▶ [SUPPLIED DATA]
-- start --
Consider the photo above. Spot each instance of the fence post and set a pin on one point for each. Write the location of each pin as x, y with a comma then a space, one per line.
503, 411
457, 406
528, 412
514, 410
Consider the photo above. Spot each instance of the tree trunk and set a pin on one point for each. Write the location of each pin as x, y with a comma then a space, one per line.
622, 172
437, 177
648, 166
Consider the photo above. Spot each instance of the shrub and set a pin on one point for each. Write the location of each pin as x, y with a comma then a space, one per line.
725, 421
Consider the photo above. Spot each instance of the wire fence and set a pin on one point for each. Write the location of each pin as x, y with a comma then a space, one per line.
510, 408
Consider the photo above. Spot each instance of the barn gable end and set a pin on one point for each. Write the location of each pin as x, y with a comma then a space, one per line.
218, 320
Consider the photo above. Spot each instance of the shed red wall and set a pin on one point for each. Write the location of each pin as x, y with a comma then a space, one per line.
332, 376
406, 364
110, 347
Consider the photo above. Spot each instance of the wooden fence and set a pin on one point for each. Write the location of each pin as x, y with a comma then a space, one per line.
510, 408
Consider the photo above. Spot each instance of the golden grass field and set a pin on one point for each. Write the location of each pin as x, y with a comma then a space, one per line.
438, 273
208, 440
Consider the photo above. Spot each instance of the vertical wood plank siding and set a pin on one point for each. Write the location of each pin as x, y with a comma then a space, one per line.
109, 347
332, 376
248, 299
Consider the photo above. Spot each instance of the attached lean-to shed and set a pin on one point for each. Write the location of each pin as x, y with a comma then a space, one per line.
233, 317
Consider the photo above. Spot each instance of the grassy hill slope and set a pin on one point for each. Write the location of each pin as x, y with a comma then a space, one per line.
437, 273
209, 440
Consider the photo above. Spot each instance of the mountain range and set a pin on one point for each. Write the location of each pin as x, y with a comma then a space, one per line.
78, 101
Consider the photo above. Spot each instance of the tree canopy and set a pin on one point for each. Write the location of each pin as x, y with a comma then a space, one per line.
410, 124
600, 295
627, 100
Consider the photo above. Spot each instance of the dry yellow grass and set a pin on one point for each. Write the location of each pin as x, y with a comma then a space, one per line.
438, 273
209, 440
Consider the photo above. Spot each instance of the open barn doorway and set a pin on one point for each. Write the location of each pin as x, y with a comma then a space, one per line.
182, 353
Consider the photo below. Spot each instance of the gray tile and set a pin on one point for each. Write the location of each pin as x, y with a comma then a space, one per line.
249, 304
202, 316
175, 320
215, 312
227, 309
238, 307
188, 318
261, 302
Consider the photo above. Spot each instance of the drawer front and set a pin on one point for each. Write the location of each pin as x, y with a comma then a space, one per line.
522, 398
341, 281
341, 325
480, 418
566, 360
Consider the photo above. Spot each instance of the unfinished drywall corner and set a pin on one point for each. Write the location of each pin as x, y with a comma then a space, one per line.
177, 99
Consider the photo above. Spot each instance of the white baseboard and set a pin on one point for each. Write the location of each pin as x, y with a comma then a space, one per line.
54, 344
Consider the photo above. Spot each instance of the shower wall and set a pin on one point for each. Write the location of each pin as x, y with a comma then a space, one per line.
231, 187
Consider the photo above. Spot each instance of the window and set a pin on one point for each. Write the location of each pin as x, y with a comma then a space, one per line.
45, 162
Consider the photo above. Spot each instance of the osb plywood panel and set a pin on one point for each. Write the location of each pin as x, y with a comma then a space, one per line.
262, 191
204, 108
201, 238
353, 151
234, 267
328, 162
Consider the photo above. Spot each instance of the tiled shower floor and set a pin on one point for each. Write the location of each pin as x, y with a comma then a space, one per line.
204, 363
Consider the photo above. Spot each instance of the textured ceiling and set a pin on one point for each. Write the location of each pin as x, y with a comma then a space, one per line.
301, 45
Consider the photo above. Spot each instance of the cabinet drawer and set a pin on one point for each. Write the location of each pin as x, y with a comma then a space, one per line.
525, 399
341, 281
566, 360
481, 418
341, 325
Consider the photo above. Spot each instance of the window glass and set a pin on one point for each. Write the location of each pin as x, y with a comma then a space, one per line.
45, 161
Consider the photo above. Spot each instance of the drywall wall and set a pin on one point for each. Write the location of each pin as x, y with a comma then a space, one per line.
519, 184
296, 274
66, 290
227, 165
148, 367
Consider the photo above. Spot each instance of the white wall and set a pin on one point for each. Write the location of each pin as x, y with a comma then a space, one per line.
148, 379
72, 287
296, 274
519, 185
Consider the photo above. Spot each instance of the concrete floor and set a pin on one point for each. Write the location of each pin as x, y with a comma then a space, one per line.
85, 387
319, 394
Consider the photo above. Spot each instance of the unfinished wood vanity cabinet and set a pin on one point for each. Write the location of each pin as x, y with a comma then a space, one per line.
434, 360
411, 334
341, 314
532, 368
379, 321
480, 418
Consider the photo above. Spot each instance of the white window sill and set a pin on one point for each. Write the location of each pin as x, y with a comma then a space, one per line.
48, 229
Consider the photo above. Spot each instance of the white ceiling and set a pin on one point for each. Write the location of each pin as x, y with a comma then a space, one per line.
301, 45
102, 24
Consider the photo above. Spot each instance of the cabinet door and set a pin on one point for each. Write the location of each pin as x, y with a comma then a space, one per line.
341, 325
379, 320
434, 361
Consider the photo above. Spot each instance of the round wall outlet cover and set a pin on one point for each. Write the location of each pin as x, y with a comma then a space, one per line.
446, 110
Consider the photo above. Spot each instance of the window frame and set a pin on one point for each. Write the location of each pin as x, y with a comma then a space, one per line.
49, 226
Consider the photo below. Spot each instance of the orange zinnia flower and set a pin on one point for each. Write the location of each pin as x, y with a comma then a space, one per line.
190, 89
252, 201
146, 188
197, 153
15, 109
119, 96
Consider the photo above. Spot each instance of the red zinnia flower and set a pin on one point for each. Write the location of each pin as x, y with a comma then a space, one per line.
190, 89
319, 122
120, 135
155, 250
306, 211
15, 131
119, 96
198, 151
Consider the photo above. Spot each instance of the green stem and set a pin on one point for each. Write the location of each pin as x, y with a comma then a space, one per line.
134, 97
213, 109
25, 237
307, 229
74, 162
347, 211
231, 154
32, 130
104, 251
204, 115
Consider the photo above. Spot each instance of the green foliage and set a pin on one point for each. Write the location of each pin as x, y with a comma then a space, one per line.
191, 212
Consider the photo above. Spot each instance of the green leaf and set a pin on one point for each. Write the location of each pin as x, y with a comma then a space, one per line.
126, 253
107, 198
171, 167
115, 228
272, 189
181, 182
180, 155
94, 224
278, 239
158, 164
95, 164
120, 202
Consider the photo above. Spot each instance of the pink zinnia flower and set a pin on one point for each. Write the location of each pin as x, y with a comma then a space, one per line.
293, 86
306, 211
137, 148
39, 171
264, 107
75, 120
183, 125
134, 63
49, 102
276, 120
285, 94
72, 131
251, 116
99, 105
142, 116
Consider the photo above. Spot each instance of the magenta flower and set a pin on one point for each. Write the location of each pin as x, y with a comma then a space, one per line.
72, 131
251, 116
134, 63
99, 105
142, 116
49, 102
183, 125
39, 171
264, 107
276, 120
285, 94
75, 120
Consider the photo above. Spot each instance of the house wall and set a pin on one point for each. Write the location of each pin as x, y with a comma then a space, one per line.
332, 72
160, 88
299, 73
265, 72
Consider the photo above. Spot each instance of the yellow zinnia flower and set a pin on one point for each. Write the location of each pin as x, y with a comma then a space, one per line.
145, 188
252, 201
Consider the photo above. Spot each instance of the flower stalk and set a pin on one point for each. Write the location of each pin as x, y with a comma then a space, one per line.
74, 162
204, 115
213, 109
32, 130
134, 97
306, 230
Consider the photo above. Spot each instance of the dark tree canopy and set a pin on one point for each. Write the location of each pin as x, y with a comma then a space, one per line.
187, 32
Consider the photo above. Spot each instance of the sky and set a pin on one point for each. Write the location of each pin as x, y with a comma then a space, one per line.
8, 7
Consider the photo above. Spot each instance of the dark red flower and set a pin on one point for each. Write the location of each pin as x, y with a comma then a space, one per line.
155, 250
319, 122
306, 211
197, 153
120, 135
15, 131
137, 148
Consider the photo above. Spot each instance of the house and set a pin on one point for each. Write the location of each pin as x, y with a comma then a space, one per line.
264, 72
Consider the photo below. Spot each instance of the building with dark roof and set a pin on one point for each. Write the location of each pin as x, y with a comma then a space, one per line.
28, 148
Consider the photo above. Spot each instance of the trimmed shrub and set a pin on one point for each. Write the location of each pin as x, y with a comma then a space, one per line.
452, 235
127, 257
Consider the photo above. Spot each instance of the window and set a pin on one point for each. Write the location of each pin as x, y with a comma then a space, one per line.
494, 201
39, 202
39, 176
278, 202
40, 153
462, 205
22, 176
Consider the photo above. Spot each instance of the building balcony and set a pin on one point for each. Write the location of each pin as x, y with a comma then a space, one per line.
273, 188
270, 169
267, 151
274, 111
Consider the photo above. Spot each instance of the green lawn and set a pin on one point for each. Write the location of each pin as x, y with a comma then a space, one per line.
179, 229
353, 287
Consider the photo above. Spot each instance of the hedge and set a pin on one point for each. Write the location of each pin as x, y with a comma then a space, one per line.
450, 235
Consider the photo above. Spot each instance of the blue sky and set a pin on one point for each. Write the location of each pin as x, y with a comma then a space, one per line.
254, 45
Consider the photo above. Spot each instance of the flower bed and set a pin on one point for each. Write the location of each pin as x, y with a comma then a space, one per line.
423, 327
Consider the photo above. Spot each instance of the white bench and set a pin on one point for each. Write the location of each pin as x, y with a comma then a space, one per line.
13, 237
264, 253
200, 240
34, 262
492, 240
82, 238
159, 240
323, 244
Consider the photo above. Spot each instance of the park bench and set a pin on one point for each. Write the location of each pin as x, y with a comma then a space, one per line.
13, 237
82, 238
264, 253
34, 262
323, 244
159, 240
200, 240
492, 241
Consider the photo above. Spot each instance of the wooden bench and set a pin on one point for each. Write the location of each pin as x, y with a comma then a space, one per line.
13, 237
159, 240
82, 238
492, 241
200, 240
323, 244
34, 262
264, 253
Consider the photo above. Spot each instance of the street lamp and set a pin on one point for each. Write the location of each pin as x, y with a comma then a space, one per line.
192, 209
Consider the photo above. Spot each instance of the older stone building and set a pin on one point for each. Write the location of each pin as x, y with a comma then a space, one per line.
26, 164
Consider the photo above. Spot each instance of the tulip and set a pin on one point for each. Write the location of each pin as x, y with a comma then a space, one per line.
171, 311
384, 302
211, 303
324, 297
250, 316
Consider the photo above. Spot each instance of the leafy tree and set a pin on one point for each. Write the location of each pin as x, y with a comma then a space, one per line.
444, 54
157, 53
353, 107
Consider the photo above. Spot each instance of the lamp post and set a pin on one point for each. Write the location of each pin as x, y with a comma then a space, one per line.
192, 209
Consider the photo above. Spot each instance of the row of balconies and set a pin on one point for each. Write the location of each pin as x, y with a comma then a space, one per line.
-- end --
▶ [WHAT NEEDS TO BE DONE] Please retype the stretch of the listing above from the line containing "Consider the photo above. Spot each instance of the street" through the end of the listing, both ends included, keeping every character unchanged.

▶ [PROBLEM SOLUTION]
Consider the photo above. Spot each instance of the street lamp and set a pin on one point for each. Write the location of each pin as x, y with a comma then a space, one per line.
192, 209
Consider the photo above. Spot each instance of the older stone building and set a pin on one point for each. Write the location of each pin as x, y with a comma then a space, one per line.
26, 164
Consider the photo above. Spot each instance of the tulip and set a pin on one point for each. Write the location of each pin as x, y with a comma then a space, one per line.
171, 311
384, 302
211, 303
324, 297
250, 316
Consider the photo above. Spot each instance of the leafy tree and set a pin on one point for each. Write the location of each pin as x, y with a comma then a space, one per line.
444, 54
157, 53
353, 107
Consider the photo above. Spot each instance of the lamp post and set a pin on one point for each. Write the location of each pin as x, y with a comma then a space, one per line.
192, 209
Consider the photo above. Spot each instance of the row of balconies and set a pin on one point for each. Write the location of each pin as x, y with a comma then a space, one per line.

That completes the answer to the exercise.